### [Excerpt]
/---

The Age of Illusions: How America Squandered Its Cold War Victory
Andrew J. Bacevich - 2020
Our side had won, a verdict that was both decisive and irreversible. For the world’s “indispensable nation,” its “sole superpower,” the future looked very bright. History, having brought the United States to the very summit of power and prestige, had validated American-style liberal democratic capitalism as universally applicable.In the decades to come, Americans would put that claim to the test. They would embrace the promise of globalization as a source of unprecedented wealth while embarking on wide-ranging military campaigns to suppress disorder and enforce American values abroad, confident in the ability of U.S. forces to defeat any foe. Meanwhile, they placed all their bets on the White House to deliver on the promise of their Cold War triumph: unequaled prosperity, lasting peace, and absolute freedom. In The Age of Illusions, bestselling author Andrew Bacevich takes us from that moment of seemingly ultimate victory to the age of Trump, telling an epic tale of folly and delusion. Writing with his usual eloquence and vast knowledge, he explains how, within a quarter of a century, the United States ended up with gaping inequality, permanent war, moral confusion, and an increasingly angry and alienated population, as well, of course, as the strangest president in American history.

\---

### [Provided material]
/---

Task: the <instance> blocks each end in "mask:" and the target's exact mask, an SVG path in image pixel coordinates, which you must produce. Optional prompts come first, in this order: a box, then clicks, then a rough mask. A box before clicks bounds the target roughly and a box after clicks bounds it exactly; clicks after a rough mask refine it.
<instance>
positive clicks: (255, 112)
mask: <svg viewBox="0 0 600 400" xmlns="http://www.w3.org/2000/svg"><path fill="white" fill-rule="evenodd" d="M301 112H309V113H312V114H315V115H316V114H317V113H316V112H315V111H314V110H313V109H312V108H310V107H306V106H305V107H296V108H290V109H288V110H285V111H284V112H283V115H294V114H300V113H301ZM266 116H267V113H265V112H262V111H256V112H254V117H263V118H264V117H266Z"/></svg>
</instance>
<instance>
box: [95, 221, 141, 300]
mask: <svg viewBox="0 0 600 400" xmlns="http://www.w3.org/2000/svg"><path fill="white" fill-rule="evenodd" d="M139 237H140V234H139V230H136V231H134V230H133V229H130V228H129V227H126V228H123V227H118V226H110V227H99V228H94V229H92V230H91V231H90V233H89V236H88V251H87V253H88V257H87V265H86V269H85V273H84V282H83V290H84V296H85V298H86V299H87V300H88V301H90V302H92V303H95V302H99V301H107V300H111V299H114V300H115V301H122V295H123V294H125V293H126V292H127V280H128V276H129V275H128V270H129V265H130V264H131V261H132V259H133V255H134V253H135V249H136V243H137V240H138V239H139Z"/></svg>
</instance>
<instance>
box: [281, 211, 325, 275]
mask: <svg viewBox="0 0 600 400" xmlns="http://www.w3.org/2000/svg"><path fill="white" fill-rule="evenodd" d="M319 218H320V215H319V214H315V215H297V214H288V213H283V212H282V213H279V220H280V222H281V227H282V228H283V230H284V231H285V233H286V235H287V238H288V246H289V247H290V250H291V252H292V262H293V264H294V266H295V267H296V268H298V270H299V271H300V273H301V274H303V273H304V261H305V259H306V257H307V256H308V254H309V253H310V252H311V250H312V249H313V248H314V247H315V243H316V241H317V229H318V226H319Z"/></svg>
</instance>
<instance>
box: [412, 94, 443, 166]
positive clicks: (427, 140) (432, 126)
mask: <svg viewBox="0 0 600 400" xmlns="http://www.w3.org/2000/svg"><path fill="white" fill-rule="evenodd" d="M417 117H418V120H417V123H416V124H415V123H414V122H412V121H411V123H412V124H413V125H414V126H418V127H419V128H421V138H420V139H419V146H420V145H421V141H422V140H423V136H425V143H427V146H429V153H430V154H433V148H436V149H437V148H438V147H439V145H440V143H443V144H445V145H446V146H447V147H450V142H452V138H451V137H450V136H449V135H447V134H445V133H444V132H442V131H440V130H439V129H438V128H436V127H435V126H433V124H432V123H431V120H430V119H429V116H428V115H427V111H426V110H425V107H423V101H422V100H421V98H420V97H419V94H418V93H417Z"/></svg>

\---

### [To do]
Can you copy out the whole Age of Illusions book description at the top of the page, word for word, including its title and author line?

### [Answer section]
The Age of Illusions: How America Squandered Its Cold War Victory
Andrew J. Bacevich - 2020
Our side had won, a verdict that was both decisive and irreversible. For the world’s “indispensable nation,” its “sole superpower,” the future looked very bright. History, having brought the United States to the very summit of power and prestige, had validated American-style liberal democratic capitalism as universally applicable.In the decades to come, Americans would put that claim to the test. They would embrace the promise of globalization as a source of unprecedented wealth while embarking on wide-ranging military campaigns to suppress disorder and enforce American values abroad, confident in the ability of U.S. forces to defeat any foe. Meanwhile, they placed all their bets on the White House to deliver on the promise of their Cold War triumph: unequaled prosperity, lasting peace, and absolute freedom. In The Age of Illusions, bestselling author Andrew Bacevich takes us from that moment of seemingly ultimate victory to the age of Trump, telling an epic tale of folly and delusion. Writing with his usual eloquence and vast knowledge, he explains how, within a quarter of a century, the United States ended up with gaping inequality, permanent war, moral confusion, and an increasingly angry and alienated population, as well, of course, as the strangest president in American history.